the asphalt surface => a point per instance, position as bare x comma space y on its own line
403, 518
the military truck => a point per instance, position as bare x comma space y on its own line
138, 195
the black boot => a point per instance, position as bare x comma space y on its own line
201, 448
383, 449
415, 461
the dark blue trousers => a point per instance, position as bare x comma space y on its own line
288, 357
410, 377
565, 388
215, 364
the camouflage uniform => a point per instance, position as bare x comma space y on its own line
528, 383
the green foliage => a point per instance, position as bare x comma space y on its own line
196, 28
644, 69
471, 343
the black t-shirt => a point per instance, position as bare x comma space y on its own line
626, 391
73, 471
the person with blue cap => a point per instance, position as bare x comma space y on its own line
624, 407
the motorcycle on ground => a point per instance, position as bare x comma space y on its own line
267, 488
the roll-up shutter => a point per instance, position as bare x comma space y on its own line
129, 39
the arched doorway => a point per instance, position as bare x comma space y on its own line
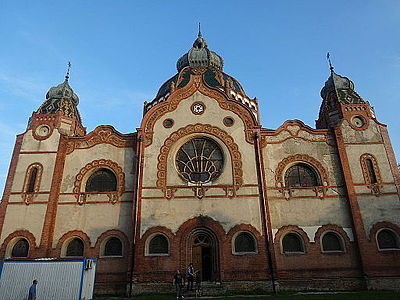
203, 253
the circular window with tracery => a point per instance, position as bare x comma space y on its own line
199, 160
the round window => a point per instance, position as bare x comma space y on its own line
199, 160
358, 121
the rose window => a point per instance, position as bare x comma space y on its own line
200, 160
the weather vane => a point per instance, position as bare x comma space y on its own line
328, 57
69, 67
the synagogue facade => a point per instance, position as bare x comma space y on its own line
201, 181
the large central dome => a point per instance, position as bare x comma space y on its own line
200, 56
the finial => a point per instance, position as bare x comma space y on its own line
328, 57
199, 35
69, 67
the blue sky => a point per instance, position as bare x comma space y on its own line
122, 51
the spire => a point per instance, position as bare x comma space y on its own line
200, 55
67, 75
199, 34
328, 57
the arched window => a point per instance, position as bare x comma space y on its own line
158, 245
331, 242
32, 180
387, 239
292, 243
301, 175
245, 243
103, 180
200, 160
113, 247
75, 247
20, 249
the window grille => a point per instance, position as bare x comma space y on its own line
20, 249
158, 245
32, 180
331, 242
292, 243
103, 180
113, 247
371, 171
75, 248
387, 239
300, 175
200, 160
244, 242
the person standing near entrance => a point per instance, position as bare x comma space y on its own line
32, 291
178, 281
190, 277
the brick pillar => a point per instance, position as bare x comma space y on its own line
51, 212
355, 213
10, 179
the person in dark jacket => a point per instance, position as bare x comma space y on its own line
32, 291
178, 282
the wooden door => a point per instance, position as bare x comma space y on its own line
197, 258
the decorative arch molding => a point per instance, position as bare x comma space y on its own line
382, 225
196, 83
291, 228
244, 227
332, 227
101, 135
62, 242
90, 168
375, 187
200, 221
335, 229
150, 233
27, 195
233, 148
291, 160
15, 236
105, 236
237, 229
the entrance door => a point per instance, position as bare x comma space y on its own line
202, 257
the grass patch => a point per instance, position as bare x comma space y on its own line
365, 295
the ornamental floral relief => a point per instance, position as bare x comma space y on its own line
198, 128
101, 135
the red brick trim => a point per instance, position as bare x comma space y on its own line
234, 231
391, 157
291, 160
20, 234
185, 234
70, 235
51, 211
332, 228
354, 209
288, 229
10, 179
152, 232
28, 197
108, 234
101, 135
381, 225
89, 169
377, 187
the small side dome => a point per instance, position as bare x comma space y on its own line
64, 91
343, 88
200, 56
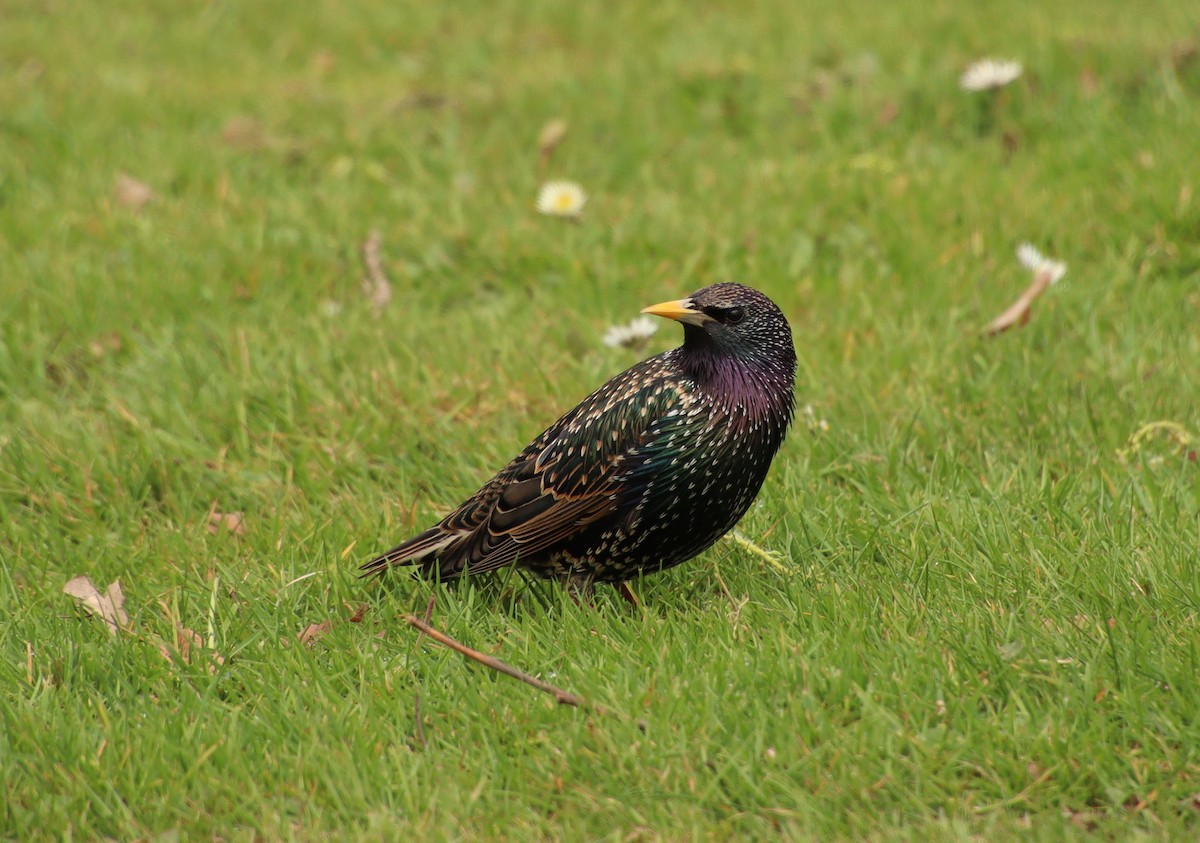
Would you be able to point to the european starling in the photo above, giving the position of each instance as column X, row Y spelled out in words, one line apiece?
column 646, row 472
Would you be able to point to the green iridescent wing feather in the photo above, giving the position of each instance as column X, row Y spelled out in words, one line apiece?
column 570, row 477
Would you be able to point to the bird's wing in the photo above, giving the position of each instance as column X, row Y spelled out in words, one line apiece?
column 571, row 476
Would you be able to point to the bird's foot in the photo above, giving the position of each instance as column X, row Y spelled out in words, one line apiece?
column 628, row 595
******************************
- [The problem] Every line from the one containing "Would you be able to point to the bird's wing" through the last line of the entries must be written out verbatim, and no other line.

- [Solution to this problem]
Would you be able to point to the bird's wing in the photo above, giving the position of each instance as column X, row Y spelled out in words, one line apiece?
column 571, row 476
Would you be able to point to the bird's foot in the photo above, giving the position of each instance as column X, row Y spelled out in words, one line apiece?
column 628, row 595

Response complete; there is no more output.